(Stored data entries)
+++

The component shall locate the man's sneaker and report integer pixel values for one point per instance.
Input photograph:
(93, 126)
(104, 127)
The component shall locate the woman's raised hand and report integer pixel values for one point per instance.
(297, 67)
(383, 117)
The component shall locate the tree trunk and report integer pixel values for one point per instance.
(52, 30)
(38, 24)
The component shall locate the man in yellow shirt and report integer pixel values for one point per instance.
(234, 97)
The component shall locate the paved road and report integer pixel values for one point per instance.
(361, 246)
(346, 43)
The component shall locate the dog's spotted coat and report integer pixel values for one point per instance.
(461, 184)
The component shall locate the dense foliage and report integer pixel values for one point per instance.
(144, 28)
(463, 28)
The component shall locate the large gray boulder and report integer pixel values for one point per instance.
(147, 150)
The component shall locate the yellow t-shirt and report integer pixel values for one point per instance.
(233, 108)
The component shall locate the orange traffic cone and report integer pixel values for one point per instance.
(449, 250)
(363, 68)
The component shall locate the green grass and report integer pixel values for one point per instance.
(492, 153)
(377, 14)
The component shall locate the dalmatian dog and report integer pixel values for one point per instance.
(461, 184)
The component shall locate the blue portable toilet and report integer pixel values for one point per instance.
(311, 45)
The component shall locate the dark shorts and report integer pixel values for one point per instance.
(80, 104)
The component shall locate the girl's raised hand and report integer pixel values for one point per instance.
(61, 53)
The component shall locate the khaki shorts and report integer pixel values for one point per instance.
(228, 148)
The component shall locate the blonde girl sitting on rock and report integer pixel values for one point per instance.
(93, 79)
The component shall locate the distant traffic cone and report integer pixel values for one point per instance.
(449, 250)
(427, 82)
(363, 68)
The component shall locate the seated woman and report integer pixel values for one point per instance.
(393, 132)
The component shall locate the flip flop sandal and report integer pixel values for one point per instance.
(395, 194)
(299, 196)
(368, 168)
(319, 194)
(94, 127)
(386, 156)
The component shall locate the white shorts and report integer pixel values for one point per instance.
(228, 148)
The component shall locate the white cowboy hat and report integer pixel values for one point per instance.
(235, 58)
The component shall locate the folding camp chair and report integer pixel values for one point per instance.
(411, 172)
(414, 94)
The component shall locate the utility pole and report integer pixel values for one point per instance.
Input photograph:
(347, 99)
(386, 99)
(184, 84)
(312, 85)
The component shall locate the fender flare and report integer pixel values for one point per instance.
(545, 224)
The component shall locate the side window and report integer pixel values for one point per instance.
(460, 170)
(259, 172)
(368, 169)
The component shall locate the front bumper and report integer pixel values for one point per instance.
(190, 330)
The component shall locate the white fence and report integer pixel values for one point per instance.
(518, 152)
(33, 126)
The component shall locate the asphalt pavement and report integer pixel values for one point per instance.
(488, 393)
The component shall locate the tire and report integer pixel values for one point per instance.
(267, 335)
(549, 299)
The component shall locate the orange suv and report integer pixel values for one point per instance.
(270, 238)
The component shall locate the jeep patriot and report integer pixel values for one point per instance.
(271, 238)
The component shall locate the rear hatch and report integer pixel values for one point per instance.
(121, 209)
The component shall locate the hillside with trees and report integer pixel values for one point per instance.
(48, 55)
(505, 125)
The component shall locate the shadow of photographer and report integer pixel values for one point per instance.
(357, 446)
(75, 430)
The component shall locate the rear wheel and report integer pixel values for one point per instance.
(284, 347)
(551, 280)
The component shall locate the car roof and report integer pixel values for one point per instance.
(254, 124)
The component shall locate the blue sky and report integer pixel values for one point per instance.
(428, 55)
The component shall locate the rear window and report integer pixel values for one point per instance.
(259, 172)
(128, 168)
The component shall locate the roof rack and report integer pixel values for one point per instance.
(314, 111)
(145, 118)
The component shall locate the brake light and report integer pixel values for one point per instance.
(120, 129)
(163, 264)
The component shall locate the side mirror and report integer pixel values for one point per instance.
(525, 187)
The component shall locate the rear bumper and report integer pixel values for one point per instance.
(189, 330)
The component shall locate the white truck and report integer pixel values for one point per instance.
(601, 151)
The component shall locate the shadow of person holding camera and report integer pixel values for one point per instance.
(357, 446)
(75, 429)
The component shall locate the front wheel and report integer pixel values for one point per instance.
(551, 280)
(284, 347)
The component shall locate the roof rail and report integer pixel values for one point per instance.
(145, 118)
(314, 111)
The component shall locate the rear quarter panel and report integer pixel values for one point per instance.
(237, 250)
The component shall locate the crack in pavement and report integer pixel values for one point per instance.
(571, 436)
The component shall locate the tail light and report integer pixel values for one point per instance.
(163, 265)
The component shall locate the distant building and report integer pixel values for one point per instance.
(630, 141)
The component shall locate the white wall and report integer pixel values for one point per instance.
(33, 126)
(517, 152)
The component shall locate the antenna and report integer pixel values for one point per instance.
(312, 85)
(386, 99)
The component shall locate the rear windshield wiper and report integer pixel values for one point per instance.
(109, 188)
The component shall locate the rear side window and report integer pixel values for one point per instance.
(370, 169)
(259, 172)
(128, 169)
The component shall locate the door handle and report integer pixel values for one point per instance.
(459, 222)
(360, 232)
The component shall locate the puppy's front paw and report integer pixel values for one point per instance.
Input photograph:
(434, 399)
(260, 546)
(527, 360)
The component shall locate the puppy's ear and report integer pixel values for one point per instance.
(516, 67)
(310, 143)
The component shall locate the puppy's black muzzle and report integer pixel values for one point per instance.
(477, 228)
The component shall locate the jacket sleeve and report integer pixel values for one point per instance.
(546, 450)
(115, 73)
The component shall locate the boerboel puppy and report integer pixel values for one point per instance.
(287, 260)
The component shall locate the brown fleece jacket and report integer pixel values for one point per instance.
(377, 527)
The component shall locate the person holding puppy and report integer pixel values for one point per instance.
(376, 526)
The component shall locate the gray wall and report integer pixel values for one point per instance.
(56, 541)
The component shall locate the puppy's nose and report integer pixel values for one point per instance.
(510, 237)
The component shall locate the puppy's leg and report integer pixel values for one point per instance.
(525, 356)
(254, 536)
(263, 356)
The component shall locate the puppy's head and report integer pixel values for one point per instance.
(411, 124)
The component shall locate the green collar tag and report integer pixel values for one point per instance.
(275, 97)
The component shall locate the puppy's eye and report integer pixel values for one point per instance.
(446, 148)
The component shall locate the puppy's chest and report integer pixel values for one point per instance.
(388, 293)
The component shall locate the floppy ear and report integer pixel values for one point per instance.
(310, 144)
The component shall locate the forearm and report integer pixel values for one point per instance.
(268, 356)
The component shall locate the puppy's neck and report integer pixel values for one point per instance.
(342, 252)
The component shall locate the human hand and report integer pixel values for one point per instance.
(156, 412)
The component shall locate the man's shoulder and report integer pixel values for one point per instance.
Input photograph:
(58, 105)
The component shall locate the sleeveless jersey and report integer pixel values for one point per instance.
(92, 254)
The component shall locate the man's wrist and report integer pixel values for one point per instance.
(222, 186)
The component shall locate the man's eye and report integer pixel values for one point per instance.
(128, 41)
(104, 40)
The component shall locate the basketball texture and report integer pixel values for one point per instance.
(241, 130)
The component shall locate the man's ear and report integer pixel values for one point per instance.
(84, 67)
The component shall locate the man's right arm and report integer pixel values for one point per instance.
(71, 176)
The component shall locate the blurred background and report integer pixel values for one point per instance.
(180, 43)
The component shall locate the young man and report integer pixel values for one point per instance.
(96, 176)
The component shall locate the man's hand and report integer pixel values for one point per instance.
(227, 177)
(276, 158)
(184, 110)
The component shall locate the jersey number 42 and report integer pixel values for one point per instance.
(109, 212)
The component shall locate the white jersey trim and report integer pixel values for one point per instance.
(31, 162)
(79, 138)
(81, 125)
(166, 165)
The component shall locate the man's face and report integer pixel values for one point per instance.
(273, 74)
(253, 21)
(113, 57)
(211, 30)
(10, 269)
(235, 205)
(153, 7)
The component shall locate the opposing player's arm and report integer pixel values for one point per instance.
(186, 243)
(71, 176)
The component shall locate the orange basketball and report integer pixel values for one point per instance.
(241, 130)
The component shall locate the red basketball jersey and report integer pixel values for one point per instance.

+++

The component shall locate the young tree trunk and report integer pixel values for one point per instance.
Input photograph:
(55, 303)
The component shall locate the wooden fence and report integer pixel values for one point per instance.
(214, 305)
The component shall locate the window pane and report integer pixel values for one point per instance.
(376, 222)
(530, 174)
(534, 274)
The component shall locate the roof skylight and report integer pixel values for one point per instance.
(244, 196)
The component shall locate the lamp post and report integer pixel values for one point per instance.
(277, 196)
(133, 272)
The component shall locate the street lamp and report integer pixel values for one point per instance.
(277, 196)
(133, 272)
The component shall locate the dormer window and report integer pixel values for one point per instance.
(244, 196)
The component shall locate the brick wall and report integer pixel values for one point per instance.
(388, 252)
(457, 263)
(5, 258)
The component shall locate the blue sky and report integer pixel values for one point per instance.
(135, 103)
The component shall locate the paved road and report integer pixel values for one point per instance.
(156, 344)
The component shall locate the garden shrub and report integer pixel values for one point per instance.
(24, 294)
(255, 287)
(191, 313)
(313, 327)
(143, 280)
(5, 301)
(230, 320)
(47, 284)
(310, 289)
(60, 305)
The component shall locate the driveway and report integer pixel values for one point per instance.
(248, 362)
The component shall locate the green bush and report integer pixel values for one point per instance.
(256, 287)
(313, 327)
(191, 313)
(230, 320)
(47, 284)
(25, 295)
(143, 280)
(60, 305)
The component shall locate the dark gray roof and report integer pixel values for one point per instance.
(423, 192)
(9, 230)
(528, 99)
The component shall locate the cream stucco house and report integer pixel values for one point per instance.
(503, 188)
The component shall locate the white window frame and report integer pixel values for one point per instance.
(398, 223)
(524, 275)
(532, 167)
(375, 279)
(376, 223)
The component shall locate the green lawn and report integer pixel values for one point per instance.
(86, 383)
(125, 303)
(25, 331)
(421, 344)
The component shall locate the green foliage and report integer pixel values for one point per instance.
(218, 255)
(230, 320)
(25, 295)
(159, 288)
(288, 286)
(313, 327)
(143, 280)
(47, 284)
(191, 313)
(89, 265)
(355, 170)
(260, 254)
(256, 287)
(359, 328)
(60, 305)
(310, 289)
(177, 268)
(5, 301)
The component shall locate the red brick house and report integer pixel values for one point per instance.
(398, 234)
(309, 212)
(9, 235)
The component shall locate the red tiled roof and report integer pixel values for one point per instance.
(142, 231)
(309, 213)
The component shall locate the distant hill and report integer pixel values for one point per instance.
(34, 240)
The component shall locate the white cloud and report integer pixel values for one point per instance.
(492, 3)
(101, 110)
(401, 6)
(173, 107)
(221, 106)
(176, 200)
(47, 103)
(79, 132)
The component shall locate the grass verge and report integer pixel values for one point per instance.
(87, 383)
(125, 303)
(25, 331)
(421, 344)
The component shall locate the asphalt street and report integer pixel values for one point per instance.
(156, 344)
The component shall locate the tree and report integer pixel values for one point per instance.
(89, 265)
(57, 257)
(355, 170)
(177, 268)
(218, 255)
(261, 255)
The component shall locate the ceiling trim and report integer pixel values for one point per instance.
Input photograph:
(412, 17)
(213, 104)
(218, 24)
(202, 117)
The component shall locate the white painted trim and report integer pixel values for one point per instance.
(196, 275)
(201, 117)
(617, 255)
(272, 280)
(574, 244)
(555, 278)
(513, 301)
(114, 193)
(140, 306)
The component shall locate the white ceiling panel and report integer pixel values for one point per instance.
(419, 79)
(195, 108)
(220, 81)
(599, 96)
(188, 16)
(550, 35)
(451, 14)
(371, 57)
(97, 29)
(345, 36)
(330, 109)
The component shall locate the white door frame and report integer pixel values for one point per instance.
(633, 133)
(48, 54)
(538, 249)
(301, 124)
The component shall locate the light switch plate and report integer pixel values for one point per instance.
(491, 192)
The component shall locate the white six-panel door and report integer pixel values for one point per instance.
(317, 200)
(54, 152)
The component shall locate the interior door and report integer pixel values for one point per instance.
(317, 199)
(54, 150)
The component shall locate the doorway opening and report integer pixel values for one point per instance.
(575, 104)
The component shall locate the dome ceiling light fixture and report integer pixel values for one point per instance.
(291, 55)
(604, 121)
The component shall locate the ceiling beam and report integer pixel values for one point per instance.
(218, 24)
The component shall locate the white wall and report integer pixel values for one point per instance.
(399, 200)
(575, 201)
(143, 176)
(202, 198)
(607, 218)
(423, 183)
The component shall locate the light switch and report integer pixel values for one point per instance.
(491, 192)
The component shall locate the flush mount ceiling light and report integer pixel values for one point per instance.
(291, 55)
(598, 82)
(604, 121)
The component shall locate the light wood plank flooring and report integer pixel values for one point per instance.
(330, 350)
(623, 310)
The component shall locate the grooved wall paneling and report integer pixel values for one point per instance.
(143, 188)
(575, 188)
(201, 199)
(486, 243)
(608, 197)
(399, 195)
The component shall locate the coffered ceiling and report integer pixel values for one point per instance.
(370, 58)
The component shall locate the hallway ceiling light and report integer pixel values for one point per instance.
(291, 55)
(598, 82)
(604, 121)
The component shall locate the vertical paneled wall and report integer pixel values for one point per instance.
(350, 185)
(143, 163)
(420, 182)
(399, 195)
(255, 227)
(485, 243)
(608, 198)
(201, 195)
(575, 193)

+++

● **WHAT TO WORK ON**
Above are records; repeat only the lines starting at the line with "The component shall locate the rear windshield" and ending at the line with "The component shall locate the puppy's front", exactly as they appear, both included.

● **SOLUTION TO THIS PROBLEM**
The component shall locate the rear windshield wiper and report integer pixel values for one point per instance.
(109, 188)
The component shall locate the rear side window and report integer pixel values for one point per instance.
(370, 169)
(259, 172)
(128, 169)
The component shall locate the door handle and report integer pixel values for one point per instance.
(459, 222)
(360, 232)
The component shall locate the puppy's front paw and report integer pixel values for one point per instance.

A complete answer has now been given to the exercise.